● THE PROBLEM: All that is needed is the line in the material below containing "column 465, row 76", plus every line after it, printed exactly.

● INPUT DATA:
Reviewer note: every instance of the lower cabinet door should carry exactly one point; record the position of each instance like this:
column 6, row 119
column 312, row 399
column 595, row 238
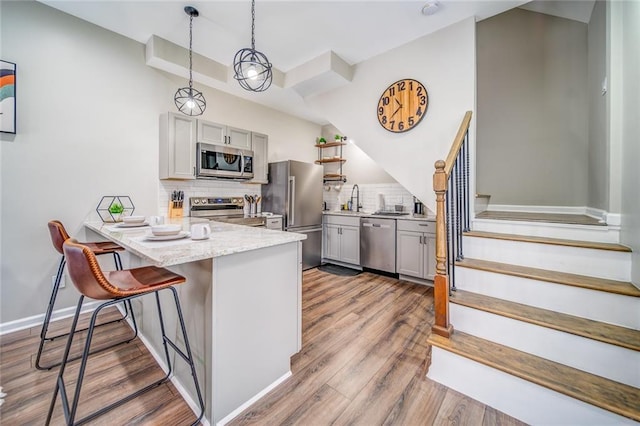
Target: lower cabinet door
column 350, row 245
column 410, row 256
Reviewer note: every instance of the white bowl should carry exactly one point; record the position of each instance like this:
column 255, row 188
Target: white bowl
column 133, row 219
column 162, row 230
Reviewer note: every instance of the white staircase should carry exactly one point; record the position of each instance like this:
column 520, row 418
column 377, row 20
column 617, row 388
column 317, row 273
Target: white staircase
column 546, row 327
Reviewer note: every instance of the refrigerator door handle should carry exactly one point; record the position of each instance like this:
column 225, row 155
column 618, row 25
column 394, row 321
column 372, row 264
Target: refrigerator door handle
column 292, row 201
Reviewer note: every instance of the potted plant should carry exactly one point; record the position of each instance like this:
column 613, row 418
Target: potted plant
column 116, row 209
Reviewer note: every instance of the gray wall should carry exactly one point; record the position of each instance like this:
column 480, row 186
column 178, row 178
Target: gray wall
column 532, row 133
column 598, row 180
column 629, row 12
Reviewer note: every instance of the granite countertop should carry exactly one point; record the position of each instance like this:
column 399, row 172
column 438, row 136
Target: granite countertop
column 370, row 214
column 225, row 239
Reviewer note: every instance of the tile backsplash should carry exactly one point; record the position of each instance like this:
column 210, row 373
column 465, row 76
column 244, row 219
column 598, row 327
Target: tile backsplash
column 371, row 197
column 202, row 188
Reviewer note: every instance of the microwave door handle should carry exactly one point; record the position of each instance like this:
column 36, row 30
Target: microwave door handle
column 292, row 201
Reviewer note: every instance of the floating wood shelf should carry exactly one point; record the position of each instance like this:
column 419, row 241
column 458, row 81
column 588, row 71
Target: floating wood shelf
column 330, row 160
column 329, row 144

● ANSWER BELOW:
column 465, row 76
column 244, row 219
column 598, row 327
Target: tile backsplash
column 371, row 197
column 202, row 188
Reviewer note: every instance of the microwave door handle should carry exactly one point; record the position of each instance like this:
column 36, row 30
Target: microwave door handle
column 292, row 201
Reviewer note: every instance of the floating wood shelf should carry exactly one point; record the position of each instance like this:
column 419, row 241
column 458, row 81
column 588, row 71
Target: floating wood shelf
column 330, row 160
column 329, row 144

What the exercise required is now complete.